RECORD EXTRACTS →

####################

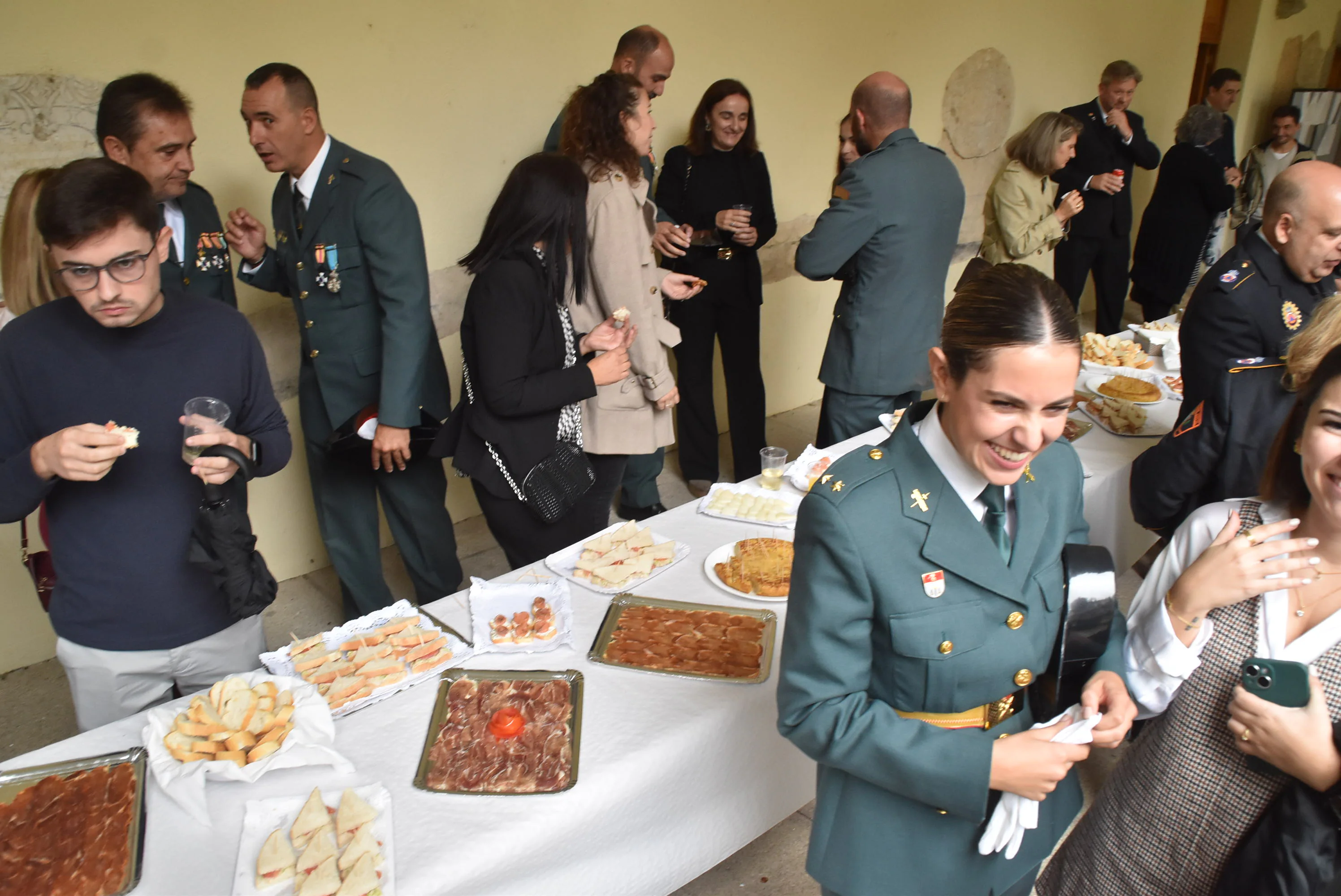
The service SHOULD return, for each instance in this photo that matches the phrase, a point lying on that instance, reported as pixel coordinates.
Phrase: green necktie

####################

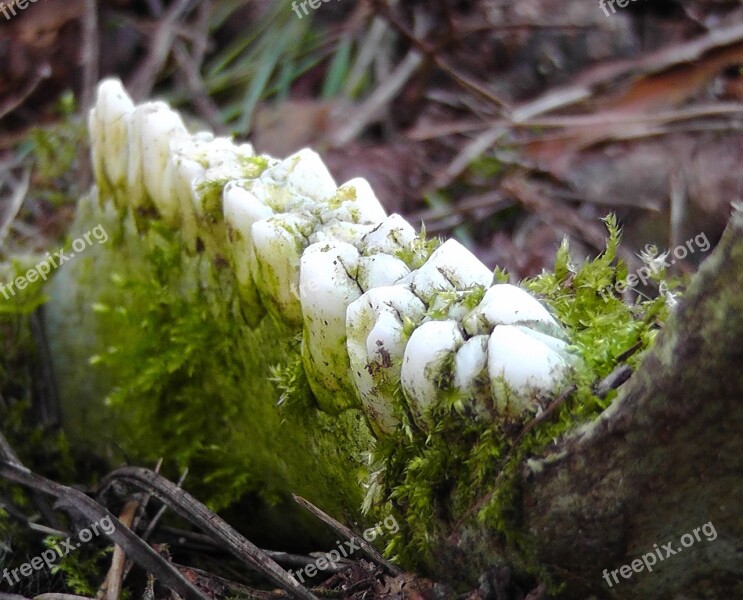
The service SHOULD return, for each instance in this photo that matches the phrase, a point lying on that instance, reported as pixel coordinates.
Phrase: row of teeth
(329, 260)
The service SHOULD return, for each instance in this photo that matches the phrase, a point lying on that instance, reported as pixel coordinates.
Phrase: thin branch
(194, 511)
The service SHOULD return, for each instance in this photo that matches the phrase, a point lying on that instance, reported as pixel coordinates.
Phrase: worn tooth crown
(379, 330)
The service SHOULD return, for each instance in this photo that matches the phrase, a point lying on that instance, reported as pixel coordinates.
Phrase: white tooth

####################

TASK GOAL → Locate each line in the data above that contains the string "tooth" and copy those lines out. Match case exactly.

OUTPUT OF THE EXERCISE →
Phrase: worn tooth crown
Phrase: white tooth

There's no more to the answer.